» **TEXT EXCERPT**
►

In contrast, although the cause of transformation into SCLC is unclear, inactivation of tumor suppressor genes (RB and TP53) seems important and constitutes an initial event in the tumorigenic process.16 Some reports have revealed the role of RB gene loss and/or TP53 mutation in ALK-positive NSCLC transformed into SCLC11,15,16; however, in our case, there was no loss of RB, but a TP53 gene mutation occurred. We reasoned that RB gene loss or TP53 gene mutation could participate in the transformation of adenocarcinoma to SCLC, but the two genes were not always concurrent as the transforming event. Furthermore, we demonstrated a NOTCH1 gene mutation, and this constituted the first reported gene involving transformation to SCLC. It has been reported that approximately 25% of patients with SCLC have a NOTCH1 gene family abnormality identified on next-generation sequencing.19 We hypothesize that, if inactivation of the RB1 or P53 or NOTCH1 gene is identified in the primary tumor tissue, the tumor may be at higher risk of SCLC transformation following target drug therapy.

The present case supports attempts to re-biopsy the tumor for selection of treatment after acquired resistance. There are no established treatment strategies to manage patients with transformation to SCLC. In agreement with reported cases, Fujita et al8 reported treatment with a combination of irinotecan and alectinib, resulting in an ongoing partial response to the primary lesion with a maintained partial response to the other lesions. Miyamoto et al9 showed that after two cycles of cisplatin–irinotecan treatment, there was a reduction in the size of mediastinal lymph nodes, whereas there was an increase in the size and number of nodes in both lung fields. Ou et al12 suggest that the patient switch to a third-generation ALK-TKI within 2 months of treatment and disease progression. The patient underwent etoposide monotherapy in our case. After two cycles, the effect was SD. Nevertheless, as the heterogeneity of response to different therapeutic strategies of the reported case suggests, the re-biopsy site only represents a partial pathology of the resistance, and the mechanism of resistance may differ from one site to another. Given the heterogeneity and the variety of acquired resistance mechanisms to target drugs, re-biopsy of only one site might not always be appropriate. We think detection of gene variations in blood samples with homogeneity in ctDNA by NGS may be a supplemental method with re-biopsy for analysis, in some cases. It is clinically challenging to choose the treatment mode when transformation to SCLC occurs. More research on optimal treatment methods are needed.

◄

» **PROMPT**
For each statement, say yes or no as to whether it agrees with the passage on lung cancer transformation, and quote the words that settle it: (a) The patient in this case showed loss of the RB gene. (b) The patient in this case was treated with etoposide on its own. (c) About a quarter of patients with SCLC have a NOTCH1 gene family abnormality found by next-generation sequencing. The data have nothing to do with the passage on lung cancer transformation.

» **DATA**
►

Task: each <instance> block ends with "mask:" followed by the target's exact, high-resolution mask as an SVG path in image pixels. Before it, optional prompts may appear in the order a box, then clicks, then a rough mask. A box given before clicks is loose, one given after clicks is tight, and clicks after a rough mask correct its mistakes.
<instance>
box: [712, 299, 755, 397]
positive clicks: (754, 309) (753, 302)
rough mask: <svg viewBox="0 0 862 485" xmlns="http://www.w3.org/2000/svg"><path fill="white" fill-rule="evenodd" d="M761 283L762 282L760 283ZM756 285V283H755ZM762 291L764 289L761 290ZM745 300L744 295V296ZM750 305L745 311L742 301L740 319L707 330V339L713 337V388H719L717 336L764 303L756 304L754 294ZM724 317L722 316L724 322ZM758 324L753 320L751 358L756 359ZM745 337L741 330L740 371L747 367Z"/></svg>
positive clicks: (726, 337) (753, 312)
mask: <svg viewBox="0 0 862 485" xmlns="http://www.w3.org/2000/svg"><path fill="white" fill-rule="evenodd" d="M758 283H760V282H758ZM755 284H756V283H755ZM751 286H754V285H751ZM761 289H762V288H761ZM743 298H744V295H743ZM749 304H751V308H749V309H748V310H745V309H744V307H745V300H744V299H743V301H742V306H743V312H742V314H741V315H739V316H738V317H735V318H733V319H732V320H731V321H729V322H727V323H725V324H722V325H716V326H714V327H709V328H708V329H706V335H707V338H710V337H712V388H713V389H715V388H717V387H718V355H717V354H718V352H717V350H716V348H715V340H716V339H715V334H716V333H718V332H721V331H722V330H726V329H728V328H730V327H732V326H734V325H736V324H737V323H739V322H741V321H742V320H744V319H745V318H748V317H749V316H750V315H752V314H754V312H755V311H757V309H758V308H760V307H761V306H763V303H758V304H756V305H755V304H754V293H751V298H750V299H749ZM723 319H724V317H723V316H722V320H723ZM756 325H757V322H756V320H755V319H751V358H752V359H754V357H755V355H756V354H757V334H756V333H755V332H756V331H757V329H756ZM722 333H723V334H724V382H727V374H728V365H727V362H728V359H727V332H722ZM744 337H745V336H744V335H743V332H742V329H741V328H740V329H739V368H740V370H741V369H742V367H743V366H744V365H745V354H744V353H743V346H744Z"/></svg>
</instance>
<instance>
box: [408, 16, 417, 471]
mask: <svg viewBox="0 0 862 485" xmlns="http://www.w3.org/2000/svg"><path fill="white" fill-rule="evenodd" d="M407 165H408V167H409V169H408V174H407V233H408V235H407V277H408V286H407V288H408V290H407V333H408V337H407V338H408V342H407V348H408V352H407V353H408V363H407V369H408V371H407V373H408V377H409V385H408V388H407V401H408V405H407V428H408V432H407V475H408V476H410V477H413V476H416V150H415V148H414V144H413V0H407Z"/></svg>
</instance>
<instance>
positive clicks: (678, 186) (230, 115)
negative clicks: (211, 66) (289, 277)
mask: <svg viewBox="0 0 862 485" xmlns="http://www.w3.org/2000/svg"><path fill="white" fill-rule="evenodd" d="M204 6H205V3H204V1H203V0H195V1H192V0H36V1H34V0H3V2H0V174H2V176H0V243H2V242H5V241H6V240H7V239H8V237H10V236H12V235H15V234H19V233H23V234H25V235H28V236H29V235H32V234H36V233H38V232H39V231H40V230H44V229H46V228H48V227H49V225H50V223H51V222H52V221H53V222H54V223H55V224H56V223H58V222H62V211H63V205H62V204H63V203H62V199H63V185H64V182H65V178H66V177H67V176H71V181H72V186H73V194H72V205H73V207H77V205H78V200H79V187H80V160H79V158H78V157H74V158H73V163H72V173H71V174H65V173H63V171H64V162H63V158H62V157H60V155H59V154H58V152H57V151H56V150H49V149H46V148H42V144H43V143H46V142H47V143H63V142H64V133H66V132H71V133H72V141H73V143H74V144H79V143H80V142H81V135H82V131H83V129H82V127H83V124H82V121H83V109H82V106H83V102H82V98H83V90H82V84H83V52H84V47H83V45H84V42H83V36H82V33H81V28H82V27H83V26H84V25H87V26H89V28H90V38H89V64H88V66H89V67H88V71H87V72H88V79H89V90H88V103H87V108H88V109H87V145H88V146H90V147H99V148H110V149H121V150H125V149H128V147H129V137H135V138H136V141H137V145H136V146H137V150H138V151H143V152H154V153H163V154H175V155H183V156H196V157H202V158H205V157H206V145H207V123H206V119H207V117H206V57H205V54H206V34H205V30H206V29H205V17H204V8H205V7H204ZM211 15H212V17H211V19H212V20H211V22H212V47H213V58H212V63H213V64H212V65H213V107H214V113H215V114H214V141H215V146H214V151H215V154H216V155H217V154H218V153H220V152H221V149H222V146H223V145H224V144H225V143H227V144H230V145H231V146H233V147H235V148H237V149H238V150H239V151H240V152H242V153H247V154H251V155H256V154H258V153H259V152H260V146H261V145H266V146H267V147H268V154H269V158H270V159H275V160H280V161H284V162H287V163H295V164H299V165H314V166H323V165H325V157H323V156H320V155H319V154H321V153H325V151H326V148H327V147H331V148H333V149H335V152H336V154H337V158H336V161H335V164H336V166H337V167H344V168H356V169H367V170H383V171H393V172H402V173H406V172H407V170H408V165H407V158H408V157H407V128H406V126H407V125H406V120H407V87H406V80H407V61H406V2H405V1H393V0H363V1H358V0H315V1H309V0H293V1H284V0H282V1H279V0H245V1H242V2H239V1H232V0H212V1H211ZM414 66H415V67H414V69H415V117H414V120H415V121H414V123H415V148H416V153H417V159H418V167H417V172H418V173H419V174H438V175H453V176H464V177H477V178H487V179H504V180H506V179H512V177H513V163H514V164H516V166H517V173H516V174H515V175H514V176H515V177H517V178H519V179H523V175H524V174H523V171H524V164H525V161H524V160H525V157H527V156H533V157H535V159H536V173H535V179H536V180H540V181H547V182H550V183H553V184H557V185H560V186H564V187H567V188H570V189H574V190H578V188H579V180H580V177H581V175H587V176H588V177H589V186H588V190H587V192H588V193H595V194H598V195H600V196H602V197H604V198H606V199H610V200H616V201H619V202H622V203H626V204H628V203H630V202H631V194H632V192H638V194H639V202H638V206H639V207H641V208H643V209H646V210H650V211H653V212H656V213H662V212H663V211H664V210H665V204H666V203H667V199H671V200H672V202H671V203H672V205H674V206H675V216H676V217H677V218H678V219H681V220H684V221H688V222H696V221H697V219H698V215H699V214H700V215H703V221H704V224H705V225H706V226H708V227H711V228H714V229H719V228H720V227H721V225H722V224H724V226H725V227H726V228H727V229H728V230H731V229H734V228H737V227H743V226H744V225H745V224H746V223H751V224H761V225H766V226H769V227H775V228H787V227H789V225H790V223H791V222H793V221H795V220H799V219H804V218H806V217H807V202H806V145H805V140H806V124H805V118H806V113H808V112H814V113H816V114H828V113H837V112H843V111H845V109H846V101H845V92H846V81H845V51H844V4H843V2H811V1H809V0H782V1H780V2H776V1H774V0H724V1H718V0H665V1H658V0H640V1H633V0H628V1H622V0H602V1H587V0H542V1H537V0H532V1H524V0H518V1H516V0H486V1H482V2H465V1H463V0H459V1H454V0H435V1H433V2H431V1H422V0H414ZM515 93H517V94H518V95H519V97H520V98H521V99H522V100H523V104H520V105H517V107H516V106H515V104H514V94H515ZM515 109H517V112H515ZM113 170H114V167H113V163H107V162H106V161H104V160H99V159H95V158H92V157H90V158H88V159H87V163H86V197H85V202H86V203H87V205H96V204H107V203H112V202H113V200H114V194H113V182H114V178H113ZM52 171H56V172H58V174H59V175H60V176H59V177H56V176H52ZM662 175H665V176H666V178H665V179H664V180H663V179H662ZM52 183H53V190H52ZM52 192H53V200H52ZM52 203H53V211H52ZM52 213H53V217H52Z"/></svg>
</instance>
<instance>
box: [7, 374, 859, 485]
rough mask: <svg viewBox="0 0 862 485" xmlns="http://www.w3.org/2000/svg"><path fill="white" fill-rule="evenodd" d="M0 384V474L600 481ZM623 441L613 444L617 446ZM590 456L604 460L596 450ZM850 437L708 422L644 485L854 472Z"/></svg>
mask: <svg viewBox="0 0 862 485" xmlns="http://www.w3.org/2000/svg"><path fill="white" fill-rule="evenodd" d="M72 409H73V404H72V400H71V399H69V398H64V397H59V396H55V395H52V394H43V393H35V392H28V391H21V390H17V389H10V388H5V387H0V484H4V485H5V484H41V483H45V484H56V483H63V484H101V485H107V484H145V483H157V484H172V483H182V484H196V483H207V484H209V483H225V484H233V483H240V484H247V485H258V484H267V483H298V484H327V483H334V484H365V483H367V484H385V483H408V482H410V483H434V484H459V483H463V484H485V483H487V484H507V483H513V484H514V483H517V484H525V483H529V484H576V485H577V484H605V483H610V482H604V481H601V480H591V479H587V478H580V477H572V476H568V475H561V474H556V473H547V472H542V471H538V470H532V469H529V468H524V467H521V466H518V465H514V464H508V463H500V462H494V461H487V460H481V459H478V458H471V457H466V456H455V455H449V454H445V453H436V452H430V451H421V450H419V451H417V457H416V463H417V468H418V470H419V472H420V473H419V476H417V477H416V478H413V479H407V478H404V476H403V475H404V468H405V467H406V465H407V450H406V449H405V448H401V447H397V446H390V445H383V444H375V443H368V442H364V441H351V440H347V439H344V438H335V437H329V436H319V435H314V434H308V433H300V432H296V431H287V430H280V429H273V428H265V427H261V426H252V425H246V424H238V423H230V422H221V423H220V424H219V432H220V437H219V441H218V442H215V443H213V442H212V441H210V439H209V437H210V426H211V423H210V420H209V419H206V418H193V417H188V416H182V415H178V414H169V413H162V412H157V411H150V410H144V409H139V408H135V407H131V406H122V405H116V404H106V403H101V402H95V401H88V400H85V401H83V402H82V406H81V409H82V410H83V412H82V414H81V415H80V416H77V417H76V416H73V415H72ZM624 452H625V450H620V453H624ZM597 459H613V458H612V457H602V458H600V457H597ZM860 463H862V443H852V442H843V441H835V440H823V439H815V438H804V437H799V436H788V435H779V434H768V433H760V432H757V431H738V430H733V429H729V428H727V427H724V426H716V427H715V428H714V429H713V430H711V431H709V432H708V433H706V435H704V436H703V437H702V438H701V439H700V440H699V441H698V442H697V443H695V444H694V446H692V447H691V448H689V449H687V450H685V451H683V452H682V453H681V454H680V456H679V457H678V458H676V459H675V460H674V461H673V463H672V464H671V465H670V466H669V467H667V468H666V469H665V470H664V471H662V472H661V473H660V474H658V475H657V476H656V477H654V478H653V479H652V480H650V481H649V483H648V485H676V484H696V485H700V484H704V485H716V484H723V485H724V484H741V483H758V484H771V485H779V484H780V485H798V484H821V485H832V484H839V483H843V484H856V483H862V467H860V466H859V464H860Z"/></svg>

◄

» **WRITTEN ANSWER**
(a) No: "in our case, there was no loss of RB, but a TP53 gene mutation occurred"
(b) Yes: "The patient underwent etoposide monotherapy in our case."
(c) Yes: "approximately 25% of patients with SCLC have a NOTCH1 gene family abnormality identified on next-generation sequencing"